- [SEITENTEXT]:

####################

Erstmal zur Begriffsdefinition: Die Forderung, meinen Blogbeitrag nicht mehr als „Artikel“ zu bezeichnen, ist natürlich hanebüchener Unsinn. Was soll es denn sonst sein: Ein Film? Ein Theaterstück? Ein Poetry Slam? Nein, ein Artikel ist ein Stück Text, der irgendwo veröffentlicht ist. Auch ein Text in einem Werbeprospekt kann ein Artikel sein. Dann: Der Vorwurf, mein Artikel hätte nichts „Journalistisches“, klingt natürlich erstmal krass, entpuppt sich bei näherer Betrachtung aber als Luftnummer. Einem Artikel das „Journalistische“ abzusprechen, wäre in etwa, wie einem Brot beim Bäcker das „Bäckerische“ abzusprechen oder einem Gerichtsurteil beim Richter das „Juristische“ – eine nichtssagende Floskel. Was den Vorwurf der fehlenden Recherche angeht: Ich war in den Zusammenhang selbst involviert. Damit bin ich nicht mehr neutral, so etwas nennt sich dann „Investigativ“ und es kommen am Ende subjektive Reportagen heraus, oder Kommentare.

Medien und Darstellungsformen

Tätig als Journalist seit 1998: Das bin ich beim Sichten einer Foto-Reportage irgendwann in den 2010er Jahren.

Denn es gibt im Journalismus, genau wie auch bei Büchern und Filmen, verschiedene Darstellungsformen bzw. Gattungen, neudeutsch würde man wohl sagen, Genres. Nur zwei dieser Genres versprechen Neutralität: Erstens der Bericht, zum Beispiel der Wetterbericht, der einfach Tatsachen widergibt (Ausnahme ist der Erfahrungsbericht, der ja genau die Widergabe persönlicher Erfahrungen als Alleinstellungsmerkmal hat). Zweitens die Meldung, beispielsweise die Eilmeldung, die ohnehin nur aus wenigen Sätzen besteht. Alle anderen journalistischen Darstellungsformen ordnen ein, wägen ab, der Autor gibt seine Meinung wider oder eine ganze Redaktion bezieht Stellung zu einem Thema, beispielsweise in einem Leitartikel oder einer Wahlempfehlung.

####################

Einträge des Datensatzes:
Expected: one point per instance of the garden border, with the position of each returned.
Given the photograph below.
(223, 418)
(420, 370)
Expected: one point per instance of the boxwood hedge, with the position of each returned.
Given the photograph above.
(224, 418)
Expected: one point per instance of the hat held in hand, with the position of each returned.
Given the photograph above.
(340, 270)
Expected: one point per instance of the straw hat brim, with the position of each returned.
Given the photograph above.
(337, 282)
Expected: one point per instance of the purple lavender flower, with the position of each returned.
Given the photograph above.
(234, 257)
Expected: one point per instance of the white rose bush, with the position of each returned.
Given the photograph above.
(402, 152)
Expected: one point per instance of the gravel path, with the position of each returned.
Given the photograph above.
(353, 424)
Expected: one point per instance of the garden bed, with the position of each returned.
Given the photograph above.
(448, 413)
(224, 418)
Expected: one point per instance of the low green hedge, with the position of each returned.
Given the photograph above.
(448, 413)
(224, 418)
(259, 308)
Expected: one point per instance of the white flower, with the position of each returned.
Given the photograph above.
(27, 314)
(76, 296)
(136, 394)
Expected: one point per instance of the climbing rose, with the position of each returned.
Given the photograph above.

####################

- [MATERIAL ERKUNDEN]:
(A) Welche zwei journalistischen Darstellungsformen versprechen laut Seitentext Neutralität?
(B) Ersetze im Seitentext „Wetterbericht“ durch „Verkehrsbericht“ und gib den Abschnitt von „Tätig als Journalist“ bis „oder einer Wahlempfehlung.“ mit dieser Änderung wieder.
(C) Knüpfe an den Seitentext über journalistische Darstellungsformen an und schreibe ihn nach seinem letzten Satz weiter.

- [LÖSUNGEN DER AUFGABEN]:
(A) Der Bericht und die Meldung.

(B)
Tätig als Journalist seit 1998: Das bin ich beim Sichten einer Foto-Reportage irgendwann in den 2010er Jahren.

Denn es gibt im Journalismus, genau wie auch bei Büchern und Filmen, verschiedene Darstellungsformen bzw. Gattungen, neudeutsch würde man wohl sagen, Genres. Nur zwei dieser Genres versprechen Neutralität: Erstens der Bericht, zum Beispiel der Verkehrsbericht, der einfach Tatsachen widergibt (Ausnahme ist der Erfahrungsbericht, der ja genau die Widergabe persönlicher Erfahrungen als Alleinstellungsmerkmal hat). Zweitens die Meldung, beispielsweise die Eilmeldung, die ohnehin nur aus wenigen Sätzen besteht. Alle anderen journalistischen Darstellungsformen ordnen ein, wägen ab, der Autor gibt seine Meinung wider oder eine ganze Redaktion bezieht Stellung zu einem Thema, beispielsweise in einem Leitartikel oder einer Wahlempfehlung.

(C)
Wie wählt nun ein Journalist die Quellen und Meinungen aus, die er in seinen Artikel oder in seinen Fernseh-Beitrag einbaut? In einer journalistischen Ausbildung lernt man, dass in einem guten Artikel verschiedene Meinungen bzw. Perspektiven zu Wort kommen sollen. Das berücksichtige ich meistens, wenn ich einen Text aufbaue – nicht, weil es irgendeine Zensurbehörde kontrollieren würde, sondern, weil es meine Artikel in der Regel besser macht. Ich baue allerdings nicht jede Meinung, die zu einem Thema existiert, in meine Artikel ein. Wenn ich über das 75jährige Ende des zweiten Weltkrieges schreibe, weiß ich sehr wohl, dass es Holocaust-Leugner gibt. Die Meinung, den Holocaust hätte es nie gegeben, hat aber in meinem Artikel nichts zu suchen, weil sie den Text nicht aufwertet. Ebenso hätte in einem Artikel, den ich über Corona schreiben würde, die Meinung, Corona wäre von Bill Gates gezüchtet worden, nichts zu suchen.

Braucht es einen Medienführerschein?

Was mich an den Diskussionen mit den selbst ernannten Medienkritikern am meisten stört, ist, dass sie ihr eigenes Halbwissen oftmals als letztgültige Wahrheit betrachten, statt die Experten, die sich auskennen – den Journalisten und den Medienwissenschaftlern – um ihre Einschätzung zu bitten. Das ist analog so, wie derzeit Verschwörungstheoretiker ohne Medizinstudium Virologen erzählen wollen, wie sie ihren Job zu machen haben. Die Tonalität in oben erwähnter Facebook-Gruppe war nicht etwa: Du bist ja Journalist, kannst du uns mal erklären, was der Unterschied zwischen einem „Artikel“ und einem „Text“ ist? Die Tonalität war stattdessen: „Du als Journalist solltest wissen, dass man sowas nicht als Artikel bezeichnen darf“. Ein Kollege hatte vor Jahren mal den Vorschlag gemacht, einen Medienführerschein einzuführen, ohne den man nicht berechtigt ist, bestimmte Medien zu konsumieren. Vielleicht keine schlechte Idee: Nur weil man Texte lesen oder Videos anschauen kann, ist man eben noch lange nicht in der Lage, diese auch einzuordnen.